--- Instructions to follow ---
Transcribe the listing below verbatim, omitting pictures.

--- Records to use ---
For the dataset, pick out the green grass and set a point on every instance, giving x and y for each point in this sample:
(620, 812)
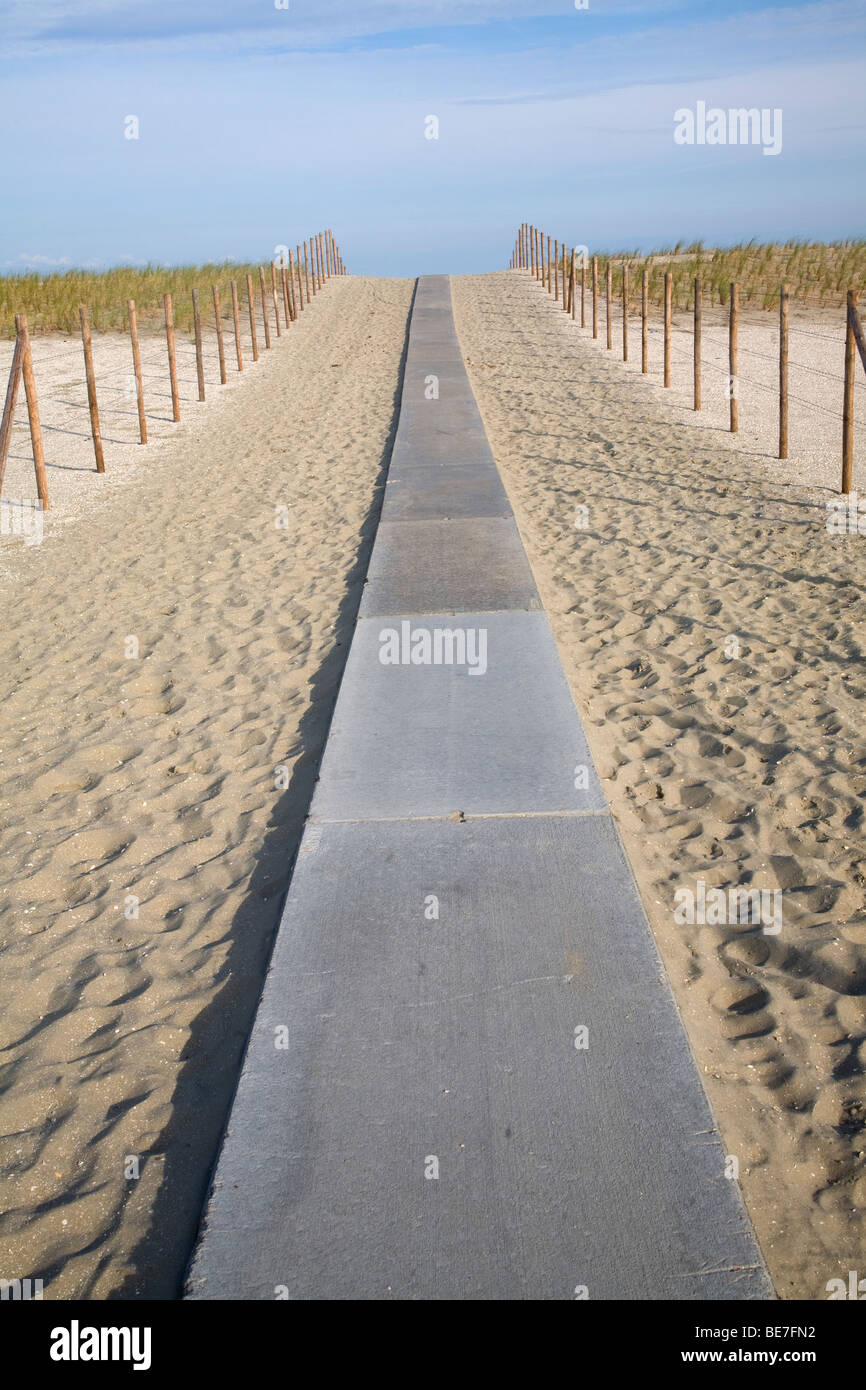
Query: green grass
(52, 302)
(819, 274)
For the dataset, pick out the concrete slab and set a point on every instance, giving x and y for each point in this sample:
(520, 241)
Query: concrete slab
(448, 566)
(448, 1045)
(434, 1126)
(434, 740)
(469, 491)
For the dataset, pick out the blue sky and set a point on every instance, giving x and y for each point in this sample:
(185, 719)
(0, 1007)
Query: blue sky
(262, 124)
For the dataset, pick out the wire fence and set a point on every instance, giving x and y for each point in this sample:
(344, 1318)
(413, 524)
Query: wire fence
(278, 299)
(572, 275)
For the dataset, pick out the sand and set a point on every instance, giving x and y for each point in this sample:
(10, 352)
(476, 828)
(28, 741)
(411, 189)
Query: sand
(153, 777)
(146, 836)
(742, 770)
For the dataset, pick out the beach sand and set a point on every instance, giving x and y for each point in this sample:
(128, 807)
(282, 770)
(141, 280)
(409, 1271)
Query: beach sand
(152, 777)
(733, 770)
(146, 836)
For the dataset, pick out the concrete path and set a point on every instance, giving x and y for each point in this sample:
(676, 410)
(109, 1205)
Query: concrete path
(467, 1076)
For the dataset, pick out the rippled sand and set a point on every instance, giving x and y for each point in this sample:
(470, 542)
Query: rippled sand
(736, 770)
(145, 834)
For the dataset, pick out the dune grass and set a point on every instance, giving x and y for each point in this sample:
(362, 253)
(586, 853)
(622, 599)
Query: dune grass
(819, 274)
(52, 302)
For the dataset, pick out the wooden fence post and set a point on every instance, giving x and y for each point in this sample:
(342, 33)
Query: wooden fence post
(250, 296)
(644, 339)
(697, 345)
(173, 363)
(196, 320)
(287, 298)
(32, 410)
(733, 384)
(299, 284)
(220, 344)
(848, 395)
(237, 323)
(275, 298)
(624, 312)
(9, 409)
(91, 377)
(669, 281)
(264, 309)
(289, 280)
(136, 367)
(595, 296)
(608, 288)
(783, 373)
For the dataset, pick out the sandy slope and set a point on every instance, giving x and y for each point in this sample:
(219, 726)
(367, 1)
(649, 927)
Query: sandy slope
(747, 770)
(153, 777)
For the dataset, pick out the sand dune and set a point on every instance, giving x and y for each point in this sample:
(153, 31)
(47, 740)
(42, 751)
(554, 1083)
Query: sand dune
(152, 777)
(745, 770)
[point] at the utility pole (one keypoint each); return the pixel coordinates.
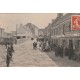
(16, 32)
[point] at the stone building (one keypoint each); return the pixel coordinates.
(61, 32)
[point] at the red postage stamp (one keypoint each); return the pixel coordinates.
(75, 22)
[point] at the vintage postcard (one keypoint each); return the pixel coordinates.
(39, 39)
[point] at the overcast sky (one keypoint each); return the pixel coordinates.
(41, 20)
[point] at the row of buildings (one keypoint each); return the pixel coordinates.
(21, 34)
(59, 31)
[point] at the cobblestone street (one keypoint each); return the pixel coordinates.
(25, 56)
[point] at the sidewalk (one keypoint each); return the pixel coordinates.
(63, 62)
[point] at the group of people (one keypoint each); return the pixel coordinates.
(64, 51)
(10, 50)
(34, 45)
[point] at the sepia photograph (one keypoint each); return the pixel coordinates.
(39, 39)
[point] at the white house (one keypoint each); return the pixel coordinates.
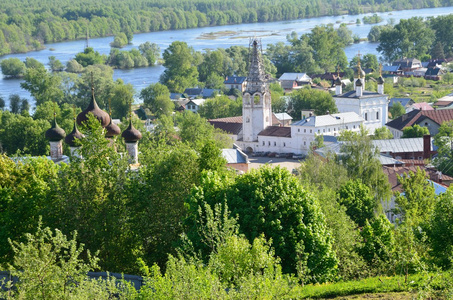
(304, 132)
(289, 81)
(194, 105)
(371, 106)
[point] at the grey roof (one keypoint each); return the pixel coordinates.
(329, 120)
(234, 156)
(352, 94)
(235, 80)
(402, 145)
(404, 101)
(294, 76)
(387, 160)
(390, 68)
(283, 116)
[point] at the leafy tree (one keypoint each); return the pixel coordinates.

--- Task answer ---
For the dataset, pick out the green grass and set a point on every instance, giving x and y for each point in this sample:
(620, 812)
Query: green grass
(52, 302)
(819, 274)
For the dataset, pick out the concrete slab and set a point on every instance, giving x and y for each point in this sample:
(520, 241)
Query: concrete slab
(448, 566)
(448, 1045)
(434, 1126)
(434, 740)
(469, 491)
For the dataset, pick out the blue sky and set a point on every instance, giving x and y for each point in this sample:
(185, 719)
(0, 1007)
Query: blue sky
(262, 124)
For the dataset, pick out the wire fence and set a point on every instance, giving x and y for each point in this sample:
(344, 1318)
(413, 524)
Query: wire fence
(278, 299)
(572, 275)
For the dataset, pick out the sand and set a point on every instance, giving x and y for each point in this sample:
(10, 352)
(476, 828)
(28, 741)
(411, 189)
Query: sand
(153, 777)
(146, 836)
(742, 770)
For the dataset, pick out the beach sand and set a point on every instance, giving x and y for each point in this sample:
(128, 807)
(282, 770)
(141, 280)
(409, 1271)
Query: beach sand
(152, 777)
(733, 770)
(146, 836)
For the dataset, pick out the concrete path and set a point on every instance, giving x and y for each point in this sample:
(676, 410)
(109, 1205)
Query: concrete path
(467, 1076)
For the dataset, pick out the rippled sand and set a point on every instance, giving x and y for each point in this sample:
(470, 542)
Query: rippled sand
(736, 770)
(145, 834)
For the dataset, pick out the dune grass and set a point on every instance, giving x and y for each point in this sample:
(362, 253)
(586, 853)
(622, 599)
Query: dune grass
(819, 274)
(52, 302)
For the dataset, pick out the wooden fence post and set a point on every instance, giving x and y for each point in this sample:
(342, 33)
Query: wooden fence post
(250, 296)
(644, 339)
(697, 345)
(173, 363)
(196, 320)
(287, 298)
(32, 410)
(733, 384)
(299, 284)
(220, 344)
(848, 395)
(237, 323)
(275, 298)
(624, 312)
(9, 409)
(91, 377)
(669, 281)
(264, 309)
(289, 280)
(136, 367)
(595, 296)
(608, 288)
(783, 373)
For the dataset, pick out the sandy slope and set a point on every instance, giving x and y for each point in this sample:
(219, 726)
(367, 1)
(649, 927)
Query: sandy slope
(747, 770)
(153, 777)
For the dataset, pick out the sand dune and set a point on every instance, giving x and y for each point in this sample:
(153, 31)
(47, 740)
(42, 751)
(554, 1083)
Query: sand dune
(152, 777)
(745, 770)
[point] at the utility pole (one keypoint each); return the pixel coordinates.
(16, 32)
[point] at the stone building (one keypoint each); return the pixel coordinates.
(61, 32)
[point] at the red postage stamp (one keypoint each); return the pixel coordinates.
(75, 22)
[point] at the vintage postcard (one keypoint each); return the pixel coordinates.
(39, 39)
[point] at the overcast sky (one keypoint each); return the pixel coordinates.
(41, 20)
[point] at the row of buildings (one keypoint each); return the pixel coordinates.
(21, 34)
(59, 31)
[point] at the cobblestone street (one keypoint each); return the pixel coordinates.
(25, 56)
[point] at the sidewalk (one keypoint each); return the pixel coordinates.
(63, 62)
[point] at the group of people (one keypoint each); return the pixel coordinates.
(64, 51)
(10, 50)
(34, 45)
[point] at the sepia photograph (one keypoint each); return the pixel coordinates.
(39, 39)
[point] at the white house (one keypoint each); return the pixel coordinates.
(304, 132)
(289, 81)
(194, 105)
(371, 106)
[point] at the grey roof (one keypoint each); return the pixel coordinates.
(329, 120)
(234, 156)
(352, 94)
(235, 80)
(402, 145)
(404, 101)
(294, 76)
(387, 160)
(390, 68)
(283, 116)
[point] at the leafy tree (one keypoint each); return the pixel coordinates.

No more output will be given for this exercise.